After an abortive attempt with Alfred in 1036 to displace Harold Harefoot from the throne, Edward returned to Normandy. Alfred, however, was captured by Godwin, Earl of Wessex who then turned him over to Harold Harefoot and was blinded to make him unsuitable for kingship. Alfred died soon after as a result of his torture. This murder of his brother is thought to be the source of much of his later hatred for the Earl and played a major part in the reason for his banishment in autumn 1051; Edward said that the only way in which Godwin could be forgiven was if he brought back the murdered Alfred, an impossible task.

The Anglo-Saxon lay and ecclesiastical nobility invited Edward back to England in 1041; this time he became part of the household of his half-brother Harthacanute (son of Emma and Canute), and according to the Anglo-Saxon Chronicle was sworn in as king alongside him. Following Harthacanute's death on 8 June, 1042, Edward ascended the throne. The Anglo-Saxon Chronicle indicates the popularity he enjoyed at his accession — "before Harthacanute was buried, all the people chose Edward as king in London". Edward was crowned at the cathedral of Winchester, the royal seat of the West Saxons on 3 April,

Edward's Reign

Edward's reign was marked by peace and prosperity, but effective rule in England required coming to terms with three powerful earls: Godwin, Earl of Wessex, who was firmly in control of the thegns of Wessex, which had formerly been the heart of the Anglo-Saxon monarchy; Leofric, Earl of Mercia, whose legitimacy was strengthened by his marriage to Lady Godiva, and in the north, Siward, Earl of Northumbria. Edward's sympathies for Norman favourites frustrated Saxon and Danish nobles alike, fuelling the growth of anti-Norman opinion led by Godwin, who had become the king's father-in-law in 1045. The breaking point came over the appointment of an archbishop of Canterbury: Edward rejected Godwin's man and appointed the bishop of London, Robert of Jumièges, a trusted Norman.

## Given records
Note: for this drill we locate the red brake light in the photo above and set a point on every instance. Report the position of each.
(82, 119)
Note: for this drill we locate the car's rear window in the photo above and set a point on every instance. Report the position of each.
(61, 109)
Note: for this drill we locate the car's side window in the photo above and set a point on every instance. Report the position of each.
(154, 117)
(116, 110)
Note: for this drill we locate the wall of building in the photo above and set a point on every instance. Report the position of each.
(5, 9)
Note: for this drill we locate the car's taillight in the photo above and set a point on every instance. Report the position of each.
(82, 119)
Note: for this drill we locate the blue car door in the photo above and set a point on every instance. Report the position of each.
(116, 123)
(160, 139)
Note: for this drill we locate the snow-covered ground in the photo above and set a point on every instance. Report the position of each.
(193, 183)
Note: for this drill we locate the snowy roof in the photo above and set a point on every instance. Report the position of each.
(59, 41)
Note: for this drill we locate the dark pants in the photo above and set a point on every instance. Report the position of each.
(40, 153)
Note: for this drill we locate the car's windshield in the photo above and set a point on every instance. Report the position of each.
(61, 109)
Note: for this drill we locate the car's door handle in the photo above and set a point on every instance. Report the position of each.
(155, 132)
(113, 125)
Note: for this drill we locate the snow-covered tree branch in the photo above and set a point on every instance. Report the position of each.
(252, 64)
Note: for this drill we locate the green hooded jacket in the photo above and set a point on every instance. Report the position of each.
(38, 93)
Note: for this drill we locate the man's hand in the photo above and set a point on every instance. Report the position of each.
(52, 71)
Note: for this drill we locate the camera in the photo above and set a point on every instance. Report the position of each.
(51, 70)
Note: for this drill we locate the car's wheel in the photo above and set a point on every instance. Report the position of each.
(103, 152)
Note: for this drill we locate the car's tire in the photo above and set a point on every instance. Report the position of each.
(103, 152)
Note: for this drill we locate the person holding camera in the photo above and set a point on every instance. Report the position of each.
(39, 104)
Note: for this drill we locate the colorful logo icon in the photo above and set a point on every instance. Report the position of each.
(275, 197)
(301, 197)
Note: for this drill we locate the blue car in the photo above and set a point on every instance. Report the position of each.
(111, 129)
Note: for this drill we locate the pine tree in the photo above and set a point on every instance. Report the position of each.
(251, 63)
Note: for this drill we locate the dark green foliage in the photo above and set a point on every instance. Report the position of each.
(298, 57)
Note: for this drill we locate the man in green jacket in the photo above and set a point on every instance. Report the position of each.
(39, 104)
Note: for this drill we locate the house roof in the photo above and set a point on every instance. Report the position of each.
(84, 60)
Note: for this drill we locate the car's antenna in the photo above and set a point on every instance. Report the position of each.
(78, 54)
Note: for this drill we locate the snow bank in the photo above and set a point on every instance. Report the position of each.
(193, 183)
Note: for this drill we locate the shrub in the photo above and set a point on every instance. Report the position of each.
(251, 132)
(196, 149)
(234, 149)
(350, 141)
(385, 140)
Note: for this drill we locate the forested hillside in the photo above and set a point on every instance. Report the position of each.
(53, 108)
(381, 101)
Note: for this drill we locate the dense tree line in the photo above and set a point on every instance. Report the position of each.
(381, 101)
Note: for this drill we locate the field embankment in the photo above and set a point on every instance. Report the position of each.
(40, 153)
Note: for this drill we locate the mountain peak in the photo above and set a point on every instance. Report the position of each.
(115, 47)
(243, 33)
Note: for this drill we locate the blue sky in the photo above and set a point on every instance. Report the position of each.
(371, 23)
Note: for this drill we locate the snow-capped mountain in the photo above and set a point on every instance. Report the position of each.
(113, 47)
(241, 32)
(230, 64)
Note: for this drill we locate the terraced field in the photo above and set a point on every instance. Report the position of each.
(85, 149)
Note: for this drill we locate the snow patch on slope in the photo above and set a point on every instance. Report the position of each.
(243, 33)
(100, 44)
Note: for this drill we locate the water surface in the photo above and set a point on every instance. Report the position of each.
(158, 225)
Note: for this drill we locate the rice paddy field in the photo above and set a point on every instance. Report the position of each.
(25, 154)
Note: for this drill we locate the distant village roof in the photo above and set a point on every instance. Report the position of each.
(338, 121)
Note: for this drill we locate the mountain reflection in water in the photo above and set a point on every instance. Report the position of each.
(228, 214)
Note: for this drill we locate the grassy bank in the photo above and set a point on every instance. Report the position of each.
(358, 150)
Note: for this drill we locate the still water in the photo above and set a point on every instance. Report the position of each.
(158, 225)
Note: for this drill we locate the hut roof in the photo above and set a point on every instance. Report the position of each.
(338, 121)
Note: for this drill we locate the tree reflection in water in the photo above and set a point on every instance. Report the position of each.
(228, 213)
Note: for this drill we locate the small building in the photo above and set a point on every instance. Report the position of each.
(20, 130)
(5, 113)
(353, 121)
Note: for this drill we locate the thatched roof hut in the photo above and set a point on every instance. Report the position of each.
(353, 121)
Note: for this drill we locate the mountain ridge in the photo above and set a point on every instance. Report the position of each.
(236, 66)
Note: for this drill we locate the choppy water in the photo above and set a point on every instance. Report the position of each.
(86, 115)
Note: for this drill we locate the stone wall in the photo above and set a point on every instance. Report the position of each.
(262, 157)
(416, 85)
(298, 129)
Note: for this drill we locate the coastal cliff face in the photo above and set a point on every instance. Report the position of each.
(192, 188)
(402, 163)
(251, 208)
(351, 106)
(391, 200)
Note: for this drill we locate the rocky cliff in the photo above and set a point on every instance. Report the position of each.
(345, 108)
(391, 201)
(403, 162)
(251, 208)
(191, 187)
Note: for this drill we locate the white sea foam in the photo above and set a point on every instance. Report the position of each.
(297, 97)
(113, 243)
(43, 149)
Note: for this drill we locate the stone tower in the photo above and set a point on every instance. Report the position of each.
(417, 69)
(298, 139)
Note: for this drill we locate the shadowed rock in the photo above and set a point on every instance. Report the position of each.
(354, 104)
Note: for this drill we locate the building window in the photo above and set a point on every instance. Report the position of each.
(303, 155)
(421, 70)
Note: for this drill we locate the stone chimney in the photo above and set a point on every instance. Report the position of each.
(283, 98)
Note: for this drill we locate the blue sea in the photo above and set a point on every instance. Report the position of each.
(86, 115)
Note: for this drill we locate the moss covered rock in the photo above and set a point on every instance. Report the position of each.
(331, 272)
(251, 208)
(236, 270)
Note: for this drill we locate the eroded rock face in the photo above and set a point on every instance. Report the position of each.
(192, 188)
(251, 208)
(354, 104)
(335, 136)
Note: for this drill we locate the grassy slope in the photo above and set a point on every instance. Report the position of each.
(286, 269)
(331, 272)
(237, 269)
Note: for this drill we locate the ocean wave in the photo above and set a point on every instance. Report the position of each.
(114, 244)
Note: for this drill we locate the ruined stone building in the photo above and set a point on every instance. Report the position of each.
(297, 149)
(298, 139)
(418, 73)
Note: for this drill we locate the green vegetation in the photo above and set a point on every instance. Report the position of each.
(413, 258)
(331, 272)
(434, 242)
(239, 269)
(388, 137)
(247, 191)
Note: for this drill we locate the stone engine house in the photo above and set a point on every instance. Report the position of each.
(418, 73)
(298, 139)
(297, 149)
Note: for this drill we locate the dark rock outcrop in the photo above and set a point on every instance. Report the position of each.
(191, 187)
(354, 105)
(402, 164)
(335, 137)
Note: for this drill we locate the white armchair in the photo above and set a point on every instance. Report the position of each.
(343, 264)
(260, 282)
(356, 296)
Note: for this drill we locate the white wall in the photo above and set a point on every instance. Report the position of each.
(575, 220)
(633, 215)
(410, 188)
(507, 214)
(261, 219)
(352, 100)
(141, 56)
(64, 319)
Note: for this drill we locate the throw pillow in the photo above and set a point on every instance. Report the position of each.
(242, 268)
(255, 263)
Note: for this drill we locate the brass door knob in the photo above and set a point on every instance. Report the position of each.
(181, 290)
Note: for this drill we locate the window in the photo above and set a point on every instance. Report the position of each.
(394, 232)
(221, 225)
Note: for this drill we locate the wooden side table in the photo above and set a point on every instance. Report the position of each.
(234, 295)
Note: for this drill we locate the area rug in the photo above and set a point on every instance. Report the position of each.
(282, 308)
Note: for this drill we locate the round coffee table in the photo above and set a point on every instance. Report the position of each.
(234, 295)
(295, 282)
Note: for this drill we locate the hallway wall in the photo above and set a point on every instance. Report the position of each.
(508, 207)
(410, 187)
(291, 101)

## Work to do
Using the passage on Edward's return and reign, answer these:
1. Who captured Alfred?
2. On what date did Harthacanute die?
3. Whom did Edward appoint archbishop of Canterbury?

## Correct response
1. Godwin, Earl of Wessex
2. 8 June, 1042
3. Robert of Jumièges, the bishop of London